▶ [PROVIDED RECORDS]:
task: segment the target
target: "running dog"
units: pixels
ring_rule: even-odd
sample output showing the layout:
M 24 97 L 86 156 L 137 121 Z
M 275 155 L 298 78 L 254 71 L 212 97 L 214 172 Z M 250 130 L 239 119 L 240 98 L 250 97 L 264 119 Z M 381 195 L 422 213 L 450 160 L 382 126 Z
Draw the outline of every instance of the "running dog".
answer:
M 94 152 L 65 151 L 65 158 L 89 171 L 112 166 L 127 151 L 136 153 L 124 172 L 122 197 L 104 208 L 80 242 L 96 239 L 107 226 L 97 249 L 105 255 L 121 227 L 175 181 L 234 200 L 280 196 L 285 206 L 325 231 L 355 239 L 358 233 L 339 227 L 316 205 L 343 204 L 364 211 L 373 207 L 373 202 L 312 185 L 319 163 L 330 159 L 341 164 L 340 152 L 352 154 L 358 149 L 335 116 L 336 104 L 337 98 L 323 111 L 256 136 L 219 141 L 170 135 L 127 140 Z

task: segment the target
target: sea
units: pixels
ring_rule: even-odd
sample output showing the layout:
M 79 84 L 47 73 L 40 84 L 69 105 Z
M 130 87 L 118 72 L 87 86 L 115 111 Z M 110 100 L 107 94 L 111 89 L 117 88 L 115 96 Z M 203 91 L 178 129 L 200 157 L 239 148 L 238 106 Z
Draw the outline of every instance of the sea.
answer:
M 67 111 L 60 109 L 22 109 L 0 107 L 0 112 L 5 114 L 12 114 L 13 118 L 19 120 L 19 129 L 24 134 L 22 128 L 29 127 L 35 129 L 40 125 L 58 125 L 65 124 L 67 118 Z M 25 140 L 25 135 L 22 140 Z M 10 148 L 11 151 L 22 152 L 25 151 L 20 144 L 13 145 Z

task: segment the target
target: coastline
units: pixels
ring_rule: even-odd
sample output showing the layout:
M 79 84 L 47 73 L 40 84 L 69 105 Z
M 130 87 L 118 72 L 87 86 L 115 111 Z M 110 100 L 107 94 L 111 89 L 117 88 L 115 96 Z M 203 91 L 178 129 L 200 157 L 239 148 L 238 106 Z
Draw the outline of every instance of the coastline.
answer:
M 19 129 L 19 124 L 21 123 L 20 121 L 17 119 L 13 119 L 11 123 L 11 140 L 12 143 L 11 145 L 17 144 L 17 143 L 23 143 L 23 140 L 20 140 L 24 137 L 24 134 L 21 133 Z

▶ [EXERCISE TASK]:
Copy the stretch from the start of the data through the line containing "M 94 152 L 65", keeping every line, and shift each coordinate in the answer by adding 38 to it.

▶ [EXPECTED OUTPUT]:
task: segment the target
target: "running dog"
units: pixels
ring_rule: even-odd
sample output showing the layout:
M 24 97 L 86 156 L 137 121 Z
M 275 155 L 298 78 L 254 71 L 212 97 L 214 172 Z M 250 130 L 239 119 L 240 98 L 250 97 L 264 119 Z M 381 195 L 422 213 L 450 160 L 382 126 Z
Draw the outline of every instance of the "running dog".
answer:
M 132 190 L 103 189 L 103 196 L 127 209 L 150 204 L 165 189 L 174 191 L 162 210 L 160 235 L 142 246 L 118 280 L 134 277 L 145 264 L 135 287 L 143 293 L 159 265 L 213 219 L 272 238 L 318 234 L 323 244 L 363 269 L 393 277 L 396 271 L 377 265 L 354 243 L 381 242 L 402 249 L 411 245 L 411 240 L 350 223 L 357 201 L 368 197 L 379 202 L 378 190 L 390 192 L 396 187 L 373 154 L 374 142 L 375 136 L 361 149 L 294 174 L 257 179 L 208 173 L 165 178 Z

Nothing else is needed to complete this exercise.